Stored data entries –

════════════════

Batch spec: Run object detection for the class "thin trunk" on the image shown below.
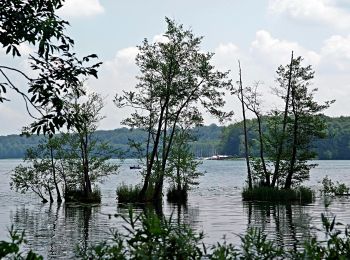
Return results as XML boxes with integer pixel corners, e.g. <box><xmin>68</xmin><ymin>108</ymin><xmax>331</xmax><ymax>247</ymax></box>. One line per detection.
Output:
<box><xmin>81</xmin><ymin>133</ymin><xmax>92</xmax><ymax>196</ymax></box>
<box><xmin>153</xmin><ymin>90</ymin><xmax>170</xmax><ymax>202</ymax></box>
<box><xmin>139</xmin><ymin>103</ymin><xmax>165</xmax><ymax>200</ymax></box>
<box><xmin>238</xmin><ymin>61</ymin><xmax>253</xmax><ymax>189</ymax></box>
<box><xmin>256</xmin><ymin>113</ymin><xmax>270</xmax><ymax>186</ymax></box>
<box><xmin>46</xmin><ymin>184</ymin><xmax>54</xmax><ymax>203</ymax></box>
<box><xmin>284</xmin><ymin>94</ymin><xmax>299</xmax><ymax>189</ymax></box>
<box><xmin>271</xmin><ymin>52</ymin><xmax>293</xmax><ymax>187</ymax></box>
<box><xmin>50</xmin><ymin>147</ymin><xmax>62</xmax><ymax>202</ymax></box>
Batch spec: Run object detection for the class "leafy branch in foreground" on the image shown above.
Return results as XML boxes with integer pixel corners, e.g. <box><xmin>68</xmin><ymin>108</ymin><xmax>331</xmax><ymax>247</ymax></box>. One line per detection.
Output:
<box><xmin>0</xmin><ymin>0</ymin><xmax>101</xmax><ymax>135</ymax></box>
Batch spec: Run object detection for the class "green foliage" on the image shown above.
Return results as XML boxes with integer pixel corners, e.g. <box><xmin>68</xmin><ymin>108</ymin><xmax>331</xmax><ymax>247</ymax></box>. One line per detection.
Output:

════════════════

TASK DETAILS – From the preceding listing, pick out every line that contains the string "above". Case counts when matching.

EXERCISE RESPONSE –
Batch spec: Run object detection for the class "leafy branch in foreground" on the image shown above.
Batch spec: Run object detection for the class "green foliage" on the image shown above.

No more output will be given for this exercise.